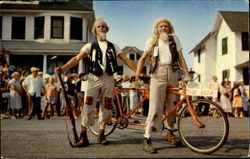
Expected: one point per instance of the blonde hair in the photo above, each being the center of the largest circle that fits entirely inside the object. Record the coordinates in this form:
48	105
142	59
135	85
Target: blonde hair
155	31
14	73
95	25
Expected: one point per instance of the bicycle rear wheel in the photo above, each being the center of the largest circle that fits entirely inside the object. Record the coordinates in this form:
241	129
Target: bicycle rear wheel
110	127
209	138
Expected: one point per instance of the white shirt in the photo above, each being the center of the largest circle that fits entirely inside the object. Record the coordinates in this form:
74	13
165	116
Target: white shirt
103	45
34	85
164	52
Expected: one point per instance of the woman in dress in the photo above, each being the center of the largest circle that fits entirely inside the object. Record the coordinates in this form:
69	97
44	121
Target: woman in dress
15	94
225	98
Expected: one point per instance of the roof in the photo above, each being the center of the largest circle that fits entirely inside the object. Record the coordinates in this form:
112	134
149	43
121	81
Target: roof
28	47
203	41
66	6
237	21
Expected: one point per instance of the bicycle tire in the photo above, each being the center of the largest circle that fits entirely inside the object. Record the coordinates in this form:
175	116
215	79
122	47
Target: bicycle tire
208	139
109	128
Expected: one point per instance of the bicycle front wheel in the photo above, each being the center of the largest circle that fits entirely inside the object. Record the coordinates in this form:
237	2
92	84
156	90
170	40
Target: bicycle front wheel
110	127
207	139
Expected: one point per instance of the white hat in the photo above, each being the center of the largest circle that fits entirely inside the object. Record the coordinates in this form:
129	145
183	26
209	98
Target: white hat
34	69
46	76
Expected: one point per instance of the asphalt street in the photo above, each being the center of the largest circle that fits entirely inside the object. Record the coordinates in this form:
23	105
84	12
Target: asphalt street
21	138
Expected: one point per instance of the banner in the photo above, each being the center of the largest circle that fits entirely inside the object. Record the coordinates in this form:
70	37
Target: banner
202	89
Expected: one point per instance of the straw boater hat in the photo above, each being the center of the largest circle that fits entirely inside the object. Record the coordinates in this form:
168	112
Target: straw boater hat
34	69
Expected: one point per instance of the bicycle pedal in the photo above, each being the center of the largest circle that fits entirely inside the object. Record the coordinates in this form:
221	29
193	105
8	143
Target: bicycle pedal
109	123
136	122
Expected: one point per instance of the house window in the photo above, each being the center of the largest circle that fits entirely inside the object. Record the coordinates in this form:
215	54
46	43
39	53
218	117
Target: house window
199	56
1	27
39	27
132	56
224	46
119	70
244	41
18	28
57	27
76	28
246	76
225	74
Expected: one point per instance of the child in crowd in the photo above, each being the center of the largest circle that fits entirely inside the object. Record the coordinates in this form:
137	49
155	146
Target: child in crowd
51	97
237	102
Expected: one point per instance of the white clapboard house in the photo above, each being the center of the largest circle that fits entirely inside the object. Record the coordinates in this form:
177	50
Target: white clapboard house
33	31
224	51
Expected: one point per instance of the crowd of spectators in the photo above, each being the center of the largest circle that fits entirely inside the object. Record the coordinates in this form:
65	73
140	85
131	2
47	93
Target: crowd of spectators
16	94
233	98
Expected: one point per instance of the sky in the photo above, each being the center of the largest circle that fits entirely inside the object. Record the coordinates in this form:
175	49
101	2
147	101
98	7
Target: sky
131	21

> [Exercise instructions]: Set out every line of the records above as a numbered list, omitting blank lines and leaving out the pictures.

> [Worked solution]:
1. Expected: one point per instance of the blonde hair in the photo above, each being the center of the largest circle that fits entirely inside the object. Record the coordinates in this form:
2. 48	105
3. 142	59
4. 135	85
5. Target: blonde hair
6. 155	31
7. 14	73
8. 95	25
9. Expected: one point per instance of the bicycle rear wheel in the photo above, each being the center of the largest circle that fits entirely inside the object. Record the coordinates in this form:
10. 241	129
11. Target: bicycle rear wheel
12. 110	127
13. 209	138
14. Expected: one point per instance of the white shirt in the photo above, each being the center of the largest circle that fits entirely inside the object. Record the coordinates in this form:
15. 74	13
16. 165	116
17. Target: white shirt
18. 103	45
19. 34	85
20. 164	52
21. Expected: one point per instance of the woman in dress in the photo above, each being the center of the largest circle that fits entirely inside the object. Record the coordinates in this form:
22. 69	97
23. 44	121
24. Target: woman in dress
25. 15	94
26. 225	98
27. Expected: one point per instance of the roof in the photo above, each being the center of the largest circle that fits entirely inside the object. Record the coordinates in this form:
28. 112	134
29. 149	43
30. 121	81
31. Target: roof
32. 28	47
33. 203	41
34. 66	6
35. 237	21
36. Expected: one point per instance of the bicycle tire in the photo above, each being the center of the largest circle that fits entirely inside the object. Record the coordinates in this form:
37. 175	116
38. 215	79
39. 122	47
40. Target: bicycle tire
41. 208	139
42. 109	128
43. Expected: one point per instance of the bicycle front wheel in the photo above, each being the center of the largest circle that fits entirely inside the object. Record the coordinates in this form:
44. 237	2
45. 92	84
46. 156	90
47. 170	40
48. Target: bicycle front wheel
49. 110	127
50. 207	139
51. Expected: one point per instance of the white hat in the photo above, each being the center of the largest circle that fits entirely inside the object. Record the coordinates in this form:
52. 129	145
53. 183	26
54. 209	98
55. Target: white hat
56. 34	69
57. 46	76
58. Expected: one point per instance of the asphalt street in the photo above, each being the center of the largest circle that fits entirely inside the object. Record the coordinates in this form:
59. 23	105
60. 84	12
61. Target: asphalt street
62. 21	138
63. Expected: one point per instance of the banner in the photo above, each being the center of the largest circle that fits entirely inside the object. Record the coordinates in this form:
64. 70	37
65. Target: banner
66. 202	89
67. Expected: one point per instance of the straw boater hat in the photo above, each being the center of the largest circle that fits entirely inside the object. Record the coordinates in this form:
68. 168	112
69. Target: straw boater hat
70. 34	69
71. Expected: one point per instance of the bicycle pedal in the photo above, each being the center of the largest circle that fits entirely inside the object. Record the coordinates in this form:
72. 221	29
73. 193	105
74. 8	143
75. Target: bicycle pedal
76. 109	123
77. 136	122
78. Expected: one point per instance of the house window in the photo above, each being the center of the largest circle that fits entirely inside the object. Record the coordinates in this form:
79. 215	54
80. 46	43
81. 39	53
82. 218	117
83. Target: house window
84. 199	56
85. 1	27
86. 39	27
87. 132	56
88. 224	46
89. 119	70
90. 244	41
91. 18	28
92. 57	27
93. 76	28
94. 246	76
95. 225	74
96. Expected: one point per instance of the child in crowd in the photo above, each being the center of the largest circle that fits entirely inside the object. Record the coordinates in this form:
97. 137	49
98. 155	146
99. Target: child in crowd
100. 51	97
101. 237	102
102. Expected: one point per instance of the white clapboard house in the photo above, each being the center of the largest circle that fits entirely inside the object. Record the coordinates in this form:
103. 177	50
104. Target: white clapboard house
105. 33	31
106. 224	51
107. Expected: one point per instance of the crowd of spectators in the photo above, each being the center of the largest circle that fits entirely inside the object. Record the coordinates in this form:
108. 65	73
109. 140	85
110. 131	2
111. 47	93
112. Target: crowd of spectators
113. 16	94
114. 233	98
115. Expected: one point per instance of the sky in the photo above, each being the center of the largest circle that fits entirely inside the object. Record the coordinates in this form:
116. 175	49
117. 101	2
118. 147	101
119. 98	7
120. Target: sky
121. 131	21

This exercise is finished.